→ **Requirements**:
Pull out every line of the listing below and copy each one character for character, with no changes.
* Start Supplied records *
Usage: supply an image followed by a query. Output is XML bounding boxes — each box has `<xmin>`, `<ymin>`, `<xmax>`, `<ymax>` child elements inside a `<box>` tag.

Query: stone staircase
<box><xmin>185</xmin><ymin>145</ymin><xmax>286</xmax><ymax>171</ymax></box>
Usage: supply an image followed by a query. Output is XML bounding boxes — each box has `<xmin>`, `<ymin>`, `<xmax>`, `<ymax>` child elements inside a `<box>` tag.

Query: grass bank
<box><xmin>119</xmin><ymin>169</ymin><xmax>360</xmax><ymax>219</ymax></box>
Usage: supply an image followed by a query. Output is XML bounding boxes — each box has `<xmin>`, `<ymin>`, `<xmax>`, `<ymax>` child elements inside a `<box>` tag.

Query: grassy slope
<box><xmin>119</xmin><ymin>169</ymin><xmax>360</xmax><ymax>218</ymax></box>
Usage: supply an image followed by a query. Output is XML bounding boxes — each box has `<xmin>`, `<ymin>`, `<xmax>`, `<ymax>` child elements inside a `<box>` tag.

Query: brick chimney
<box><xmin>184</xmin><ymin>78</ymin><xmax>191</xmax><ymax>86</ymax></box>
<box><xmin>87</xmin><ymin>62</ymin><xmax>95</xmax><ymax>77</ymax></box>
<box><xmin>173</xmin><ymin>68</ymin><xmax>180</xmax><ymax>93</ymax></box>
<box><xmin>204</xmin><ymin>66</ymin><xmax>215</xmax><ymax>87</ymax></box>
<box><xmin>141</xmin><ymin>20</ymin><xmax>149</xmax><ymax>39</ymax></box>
* End Supplied records *
→ **Reply**:
Usage: supply an image followed by a query. Output is XML bounding boxes — each box has `<xmin>`, `<ymin>`, `<xmax>`, `<ymax>` child elements inside a `<box>` tag.

Query: stone staircase
<box><xmin>185</xmin><ymin>145</ymin><xmax>286</xmax><ymax>171</ymax></box>
Usage: supply an image followed by a query. Output is XML bounding boxes — each box has `<xmin>`, `<ymin>`, `<xmax>`, `<ymax>` child elements inside a `<box>` tag.

Query: grass bank
<box><xmin>119</xmin><ymin>169</ymin><xmax>360</xmax><ymax>219</ymax></box>
Usage: supply an image followed by a query. Output is XML bounding boxes — each box has `<xmin>`, `<ymin>`, `<xmax>`, `<ymax>` child elements inside a `<box>` tag.

Query: grassy slope
<box><xmin>119</xmin><ymin>169</ymin><xmax>360</xmax><ymax>218</ymax></box>
Usage: supply an image followed by a query. Output is XML bounding boxes — each box has `<xmin>`, `<ymin>`, `<xmax>`, `<ymax>` child elements inside a `<box>` tag.

Query: brick chimney
<box><xmin>184</xmin><ymin>78</ymin><xmax>191</xmax><ymax>86</ymax></box>
<box><xmin>87</xmin><ymin>62</ymin><xmax>95</xmax><ymax>77</ymax></box>
<box><xmin>173</xmin><ymin>68</ymin><xmax>180</xmax><ymax>93</ymax></box>
<box><xmin>204</xmin><ymin>66</ymin><xmax>215</xmax><ymax>87</ymax></box>
<box><xmin>141</xmin><ymin>20</ymin><xmax>149</xmax><ymax>39</ymax></box>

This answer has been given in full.